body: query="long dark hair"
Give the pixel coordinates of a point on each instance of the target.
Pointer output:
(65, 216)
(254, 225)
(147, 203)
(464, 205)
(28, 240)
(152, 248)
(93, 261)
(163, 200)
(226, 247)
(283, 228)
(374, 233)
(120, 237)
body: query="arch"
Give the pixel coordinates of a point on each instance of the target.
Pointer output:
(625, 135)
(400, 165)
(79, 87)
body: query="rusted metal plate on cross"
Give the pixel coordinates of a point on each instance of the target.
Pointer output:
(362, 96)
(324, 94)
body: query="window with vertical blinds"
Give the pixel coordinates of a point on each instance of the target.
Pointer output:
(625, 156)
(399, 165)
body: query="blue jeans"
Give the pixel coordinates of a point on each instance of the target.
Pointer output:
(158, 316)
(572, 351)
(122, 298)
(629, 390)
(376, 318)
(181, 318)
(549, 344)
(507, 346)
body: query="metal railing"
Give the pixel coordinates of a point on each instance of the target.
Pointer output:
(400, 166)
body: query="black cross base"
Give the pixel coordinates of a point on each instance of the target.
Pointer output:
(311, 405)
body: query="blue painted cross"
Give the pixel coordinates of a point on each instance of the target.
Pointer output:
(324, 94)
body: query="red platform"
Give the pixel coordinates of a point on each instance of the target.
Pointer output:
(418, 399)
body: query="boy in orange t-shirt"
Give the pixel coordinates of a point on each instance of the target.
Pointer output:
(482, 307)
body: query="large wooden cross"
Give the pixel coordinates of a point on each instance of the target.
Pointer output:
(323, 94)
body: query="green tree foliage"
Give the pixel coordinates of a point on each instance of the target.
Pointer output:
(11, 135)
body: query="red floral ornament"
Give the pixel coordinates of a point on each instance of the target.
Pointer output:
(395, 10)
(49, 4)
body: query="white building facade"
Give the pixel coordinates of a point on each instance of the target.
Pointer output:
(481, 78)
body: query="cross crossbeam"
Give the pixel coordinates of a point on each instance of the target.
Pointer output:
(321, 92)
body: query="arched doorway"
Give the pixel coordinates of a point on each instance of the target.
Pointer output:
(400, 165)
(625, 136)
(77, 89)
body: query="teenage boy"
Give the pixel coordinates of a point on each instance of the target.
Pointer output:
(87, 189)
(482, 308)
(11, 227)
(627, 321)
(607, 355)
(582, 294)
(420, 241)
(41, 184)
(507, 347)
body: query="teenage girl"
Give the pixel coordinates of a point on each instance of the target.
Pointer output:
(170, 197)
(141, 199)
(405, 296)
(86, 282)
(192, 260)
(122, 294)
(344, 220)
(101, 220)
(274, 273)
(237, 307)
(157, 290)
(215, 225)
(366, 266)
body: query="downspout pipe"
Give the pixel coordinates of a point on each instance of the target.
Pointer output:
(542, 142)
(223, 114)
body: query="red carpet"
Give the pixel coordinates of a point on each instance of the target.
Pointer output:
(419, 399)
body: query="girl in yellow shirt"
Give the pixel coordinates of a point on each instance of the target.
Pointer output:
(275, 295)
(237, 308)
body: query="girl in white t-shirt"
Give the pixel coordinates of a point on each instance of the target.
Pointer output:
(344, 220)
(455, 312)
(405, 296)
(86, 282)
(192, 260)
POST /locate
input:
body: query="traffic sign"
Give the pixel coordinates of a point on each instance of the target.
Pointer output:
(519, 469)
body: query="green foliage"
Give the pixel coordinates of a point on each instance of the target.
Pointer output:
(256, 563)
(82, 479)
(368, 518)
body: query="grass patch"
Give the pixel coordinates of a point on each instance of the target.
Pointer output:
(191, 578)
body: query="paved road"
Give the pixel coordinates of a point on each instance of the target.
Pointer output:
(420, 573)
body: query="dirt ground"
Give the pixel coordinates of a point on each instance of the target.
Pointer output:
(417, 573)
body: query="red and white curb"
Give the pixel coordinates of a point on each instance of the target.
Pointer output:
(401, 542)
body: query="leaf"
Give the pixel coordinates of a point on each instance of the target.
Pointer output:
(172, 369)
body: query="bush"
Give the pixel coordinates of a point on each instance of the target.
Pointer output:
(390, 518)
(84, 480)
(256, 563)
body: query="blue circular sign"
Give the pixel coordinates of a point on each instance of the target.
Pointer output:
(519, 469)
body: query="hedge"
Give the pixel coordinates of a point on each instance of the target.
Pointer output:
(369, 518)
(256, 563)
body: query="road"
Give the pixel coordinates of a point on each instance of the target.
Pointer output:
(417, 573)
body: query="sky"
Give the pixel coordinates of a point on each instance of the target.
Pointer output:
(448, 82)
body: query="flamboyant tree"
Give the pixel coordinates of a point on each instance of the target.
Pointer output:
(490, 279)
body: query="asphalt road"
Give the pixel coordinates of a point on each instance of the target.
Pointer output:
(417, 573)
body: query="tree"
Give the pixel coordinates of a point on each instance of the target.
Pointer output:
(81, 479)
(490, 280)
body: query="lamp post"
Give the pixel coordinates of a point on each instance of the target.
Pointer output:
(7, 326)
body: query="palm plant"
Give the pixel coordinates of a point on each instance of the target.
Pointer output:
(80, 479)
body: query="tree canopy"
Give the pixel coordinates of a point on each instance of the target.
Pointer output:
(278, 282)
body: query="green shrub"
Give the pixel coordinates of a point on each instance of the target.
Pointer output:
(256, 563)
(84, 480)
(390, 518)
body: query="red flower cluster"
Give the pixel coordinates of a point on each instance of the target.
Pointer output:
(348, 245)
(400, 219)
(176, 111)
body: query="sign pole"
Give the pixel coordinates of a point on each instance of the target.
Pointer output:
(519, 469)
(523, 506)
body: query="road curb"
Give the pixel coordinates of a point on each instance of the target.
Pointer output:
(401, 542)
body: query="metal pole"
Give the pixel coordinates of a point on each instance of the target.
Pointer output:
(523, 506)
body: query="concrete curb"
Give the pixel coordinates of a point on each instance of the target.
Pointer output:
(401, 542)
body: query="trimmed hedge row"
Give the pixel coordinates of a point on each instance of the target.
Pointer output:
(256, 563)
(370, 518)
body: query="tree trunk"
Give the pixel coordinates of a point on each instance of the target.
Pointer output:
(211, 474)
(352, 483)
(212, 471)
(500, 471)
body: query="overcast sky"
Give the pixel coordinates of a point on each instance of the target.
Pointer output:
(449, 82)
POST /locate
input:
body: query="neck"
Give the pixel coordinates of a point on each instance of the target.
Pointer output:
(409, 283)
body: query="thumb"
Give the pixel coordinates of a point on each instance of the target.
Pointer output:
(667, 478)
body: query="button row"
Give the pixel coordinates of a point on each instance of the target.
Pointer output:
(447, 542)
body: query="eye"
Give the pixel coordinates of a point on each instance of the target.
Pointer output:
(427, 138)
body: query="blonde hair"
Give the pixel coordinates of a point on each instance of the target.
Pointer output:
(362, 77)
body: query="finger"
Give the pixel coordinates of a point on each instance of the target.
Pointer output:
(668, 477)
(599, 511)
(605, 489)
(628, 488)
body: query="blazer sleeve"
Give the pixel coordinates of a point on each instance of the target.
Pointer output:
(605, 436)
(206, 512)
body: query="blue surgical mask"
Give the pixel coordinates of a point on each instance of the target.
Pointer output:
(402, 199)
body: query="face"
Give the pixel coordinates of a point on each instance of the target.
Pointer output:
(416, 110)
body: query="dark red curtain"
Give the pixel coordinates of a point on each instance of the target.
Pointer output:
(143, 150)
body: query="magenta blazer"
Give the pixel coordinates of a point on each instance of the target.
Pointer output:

********

* What to do: Every line in the records that holds the word "curb" should be copied into the answer.

* Finished exercise:
body: query="red and white curb"
body: query="road curb"
body: query="concrete curb"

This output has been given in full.